▶ [EXTRACT PROVIDED]:

########

Subarea | Range of Objectives | Approximate Percentage of Questions on Test | |
---|---|---|---|
I | Mathematical Processes and Number Concepts | 001–004 | 22% |
II | Patterns, Algebraic Relationships, and Functions | 005–009 | 28% |
III | Measurement and Geometry | 010–013 | 22% |
IV | Data Analysis, Statistics, Probability, and Discrete Mathematics | 014–018 | 28% |
Relationships Among Test Forms
One or more forms of each test are administered at a time. New forms are typically constructed after a sufficient number of examinees have responded to the items on a previous test form and the previous test form can be used for equating. Typically, the scorable multiple-choice items in the new form are embedded in the previous form, either as scorable or non-scorable items. The creation of new forms continues until a pool of forms has been created for rotation. In order to establish continuity and consistency across different forms of a test, the following relationships among test forms are maintained as subsequent test forms are constructed:
- Content relationships. Each form of the test is constructed to be comparable to previous test forms with respect to content coverage. This is accomplished by selecting items for the test according to the proportions provided in the test objectives for the field.
- Statistical relationships. For fields for which performance data are available (most fields), new test forms are constructed to be comparable to the previous test form in estimated overall test difficulty. The overall test form difficulty is determined by averaging item p-values (percent of examinees answering the item correctly) for the scorable items on the form, obtained from operational administrations when possible, or from field test administrations before operational p-values are available. In addition, the test results for each form are statistically equated to those of the previous form to enable comparability of passing decisions across administrations. See Test Equating for further information.

########

▶ [DATASET SECTION]:
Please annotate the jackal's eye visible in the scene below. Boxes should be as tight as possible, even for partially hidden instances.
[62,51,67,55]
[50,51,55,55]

########

▶ [WHAT THE EXERCISE ASKS]:
Reproduce, word for word, the part of the test-forms text above that begins with the words "- Statistical relationships." and ends with "for further information.".

▶ [THE REPLY]:
- Statistical relationships. For fields for which performance data are available (most fields), new test forms are constructed to be comparable to the previous test form in estimated overall test difficulty. The overall test form difficulty is determined by averaging item p-values (percent of examinees answering the item correctly) for the scorable items on the form, obtained from operational administrations when possible, or from field test administrations before operational p-values are available. In addition, the test results for each form are statistically equated to those of the previous form to enable comparability of passing decisions across administrations. See Test Equating for further information.